# Work order
Could you print each of the records below exactly?

# Data to examine
/---
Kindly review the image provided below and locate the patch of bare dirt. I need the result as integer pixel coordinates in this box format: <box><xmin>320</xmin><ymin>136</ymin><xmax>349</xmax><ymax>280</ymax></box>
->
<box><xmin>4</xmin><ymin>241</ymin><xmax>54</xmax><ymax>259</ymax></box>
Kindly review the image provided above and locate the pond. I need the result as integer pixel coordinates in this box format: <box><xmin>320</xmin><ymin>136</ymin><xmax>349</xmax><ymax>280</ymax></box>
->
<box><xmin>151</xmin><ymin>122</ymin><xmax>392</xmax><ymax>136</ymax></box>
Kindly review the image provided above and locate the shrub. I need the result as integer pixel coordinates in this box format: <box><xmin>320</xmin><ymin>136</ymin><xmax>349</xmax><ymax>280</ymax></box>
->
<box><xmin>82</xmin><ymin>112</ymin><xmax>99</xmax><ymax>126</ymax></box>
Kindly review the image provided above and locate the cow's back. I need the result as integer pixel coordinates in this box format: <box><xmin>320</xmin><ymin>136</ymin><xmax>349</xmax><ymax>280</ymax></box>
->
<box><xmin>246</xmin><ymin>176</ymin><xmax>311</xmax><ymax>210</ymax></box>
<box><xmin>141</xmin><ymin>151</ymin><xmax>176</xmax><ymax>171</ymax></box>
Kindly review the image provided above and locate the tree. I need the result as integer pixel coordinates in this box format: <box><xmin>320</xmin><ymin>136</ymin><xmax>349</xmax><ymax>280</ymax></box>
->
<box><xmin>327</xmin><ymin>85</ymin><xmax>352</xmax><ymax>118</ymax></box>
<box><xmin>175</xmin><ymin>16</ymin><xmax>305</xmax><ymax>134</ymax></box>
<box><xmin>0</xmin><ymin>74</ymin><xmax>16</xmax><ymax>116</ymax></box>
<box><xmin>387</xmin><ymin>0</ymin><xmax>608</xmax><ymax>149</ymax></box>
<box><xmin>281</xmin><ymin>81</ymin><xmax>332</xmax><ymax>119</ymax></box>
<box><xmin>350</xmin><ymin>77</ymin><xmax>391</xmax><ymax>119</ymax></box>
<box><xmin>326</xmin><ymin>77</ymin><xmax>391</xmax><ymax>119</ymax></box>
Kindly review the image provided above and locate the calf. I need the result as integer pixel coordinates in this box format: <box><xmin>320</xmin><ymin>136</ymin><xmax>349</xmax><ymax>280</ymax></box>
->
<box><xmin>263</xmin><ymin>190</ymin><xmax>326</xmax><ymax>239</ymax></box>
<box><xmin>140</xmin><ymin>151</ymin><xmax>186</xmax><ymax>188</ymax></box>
\---
# Written answer
Kindly review the image provided below and locate the patch of bare dirt. I need the result as integer pixel coordinates in this box format: <box><xmin>320</xmin><ymin>136</ymin><xmax>349</xmax><ymax>280</ymax></box>
->
<box><xmin>4</xmin><ymin>241</ymin><xmax>54</xmax><ymax>259</ymax></box>
Kindly review the image provided above and locate the pond. I need the result as integer pixel coordinates in this box format: <box><xmin>320</xmin><ymin>136</ymin><xmax>349</xmax><ymax>280</ymax></box>
->
<box><xmin>151</xmin><ymin>122</ymin><xmax>392</xmax><ymax>136</ymax></box>
Kindly review the image provided above and locate the shrub. I need the result as integer pixel coordinates in this box format: <box><xmin>320</xmin><ymin>136</ymin><xmax>349</xmax><ymax>280</ymax></box>
->
<box><xmin>82</xmin><ymin>112</ymin><xmax>99</xmax><ymax>126</ymax></box>
Kindly review the image provided above and locate the cow's back. I need the result as integer pixel coordinates in this box format: <box><xmin>320</xmin><ymin>136</ymin><xmax>349</xmax><ymax>280</ymax></box>
->
<box><xmin>246</xmin><ymin>176</ymin><xmax>311</xmax><ymax>210</ymax></box>
<box><xmin>141</xmin><ymin>151</ymin><xmax>176</xmax><ymax>171</ymax></box>
Kindly review the image provided above and locate the tree. I need the result as integer pixel coordinates in this box format: <box><xmin>320</xmin><ymin>136</ymin><xmax>349</xmax><ymax>280</ymax></box>
->
<box><xmin>327</xmin><ymin>85</ymin><xmax>352</xmax><ymax>118</ymax></box>
<box><xmin>175</xmin><ymin>16</ymin><xmax>305</xmax><ymax>134</ymax></box>
<box><xmin>0</xmin><ymin>74</ymin><xmax>16</xmax><ymax>116</ymax></box>
<box><xmin>387</xmin><ymin>0</ymin><xmax>608</xmax><ymax>149</ymax></box>
<box><xmin>281</xmin><ymin>81</ymin><xmax>332</xmax><ymax>119</ymax></box>
<box><xmin>350</xmin><ymin>77</ymin><xmax>391</xmax><ymax>119</ymax></box>
<box><xmin>326</xmin><ymin>77</ymin><xmax>391</xmax><ymax>119</ymax></box>
Kindly review the image provided above and locate the calf. I need the result as integer pixel coordinates in this box format: <box><xmin>320</xmin><ymin>136</ymin><xmax>349</xmax><ymax>280</ymax></box>
->
<box><xmin>263</xmin><ymin>190</ymin><xmax>326</xmax><ymax>239</ymax></box>
<box><xmin>140</xmin><ymin>151</ymin><xmax>186</xmax><ymax>188</ymax></box>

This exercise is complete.